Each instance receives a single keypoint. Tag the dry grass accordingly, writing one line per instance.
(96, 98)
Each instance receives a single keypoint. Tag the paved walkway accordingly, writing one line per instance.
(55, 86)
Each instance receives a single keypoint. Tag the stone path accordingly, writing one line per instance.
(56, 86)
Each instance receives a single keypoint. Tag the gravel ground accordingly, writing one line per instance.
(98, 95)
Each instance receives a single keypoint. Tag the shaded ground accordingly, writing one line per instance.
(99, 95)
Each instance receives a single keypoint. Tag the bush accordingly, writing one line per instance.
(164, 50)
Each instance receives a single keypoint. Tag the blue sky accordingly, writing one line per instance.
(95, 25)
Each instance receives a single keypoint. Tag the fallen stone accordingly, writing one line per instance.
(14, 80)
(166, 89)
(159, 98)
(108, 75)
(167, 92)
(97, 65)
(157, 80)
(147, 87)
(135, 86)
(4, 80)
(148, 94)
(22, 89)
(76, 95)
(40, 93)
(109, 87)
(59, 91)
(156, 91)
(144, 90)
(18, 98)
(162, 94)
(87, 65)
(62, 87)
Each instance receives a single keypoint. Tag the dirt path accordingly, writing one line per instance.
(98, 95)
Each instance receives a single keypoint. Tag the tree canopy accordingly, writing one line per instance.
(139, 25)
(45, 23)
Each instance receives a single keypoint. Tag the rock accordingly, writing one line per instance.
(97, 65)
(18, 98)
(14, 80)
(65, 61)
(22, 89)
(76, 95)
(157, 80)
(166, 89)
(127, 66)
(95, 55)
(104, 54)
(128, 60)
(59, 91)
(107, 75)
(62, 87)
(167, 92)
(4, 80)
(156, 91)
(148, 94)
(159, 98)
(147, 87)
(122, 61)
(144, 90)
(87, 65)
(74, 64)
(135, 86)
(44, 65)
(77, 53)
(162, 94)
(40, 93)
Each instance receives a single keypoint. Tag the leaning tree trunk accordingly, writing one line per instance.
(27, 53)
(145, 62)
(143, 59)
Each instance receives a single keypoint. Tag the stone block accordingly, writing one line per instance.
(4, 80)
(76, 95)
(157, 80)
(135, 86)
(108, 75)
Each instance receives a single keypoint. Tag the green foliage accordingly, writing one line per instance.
****************
Work required: Please rewrite every line of the material from the line holding "Each instance receives a single keypoint. Tag the leaning" through the end, inclusive, offsetting each keypoint coordinate by adding 56 and leaving the other lines unchanged.

Exercise response:
Each instance receives a single keypoint. Tag the leaning tree trunk accordingly, writing one line per instance.
(83, 109)
(201, 118)
(199, 115)
Each instance receives a single keypoint. Tag the stone block accordingly, writing one line per instance.
(60, 136)
(132, 151)
(213, 136)
(191, 142)
(164, 131)
Each instance receives a single keypoint. Tag the green foliage accordingly, writing one line per instance.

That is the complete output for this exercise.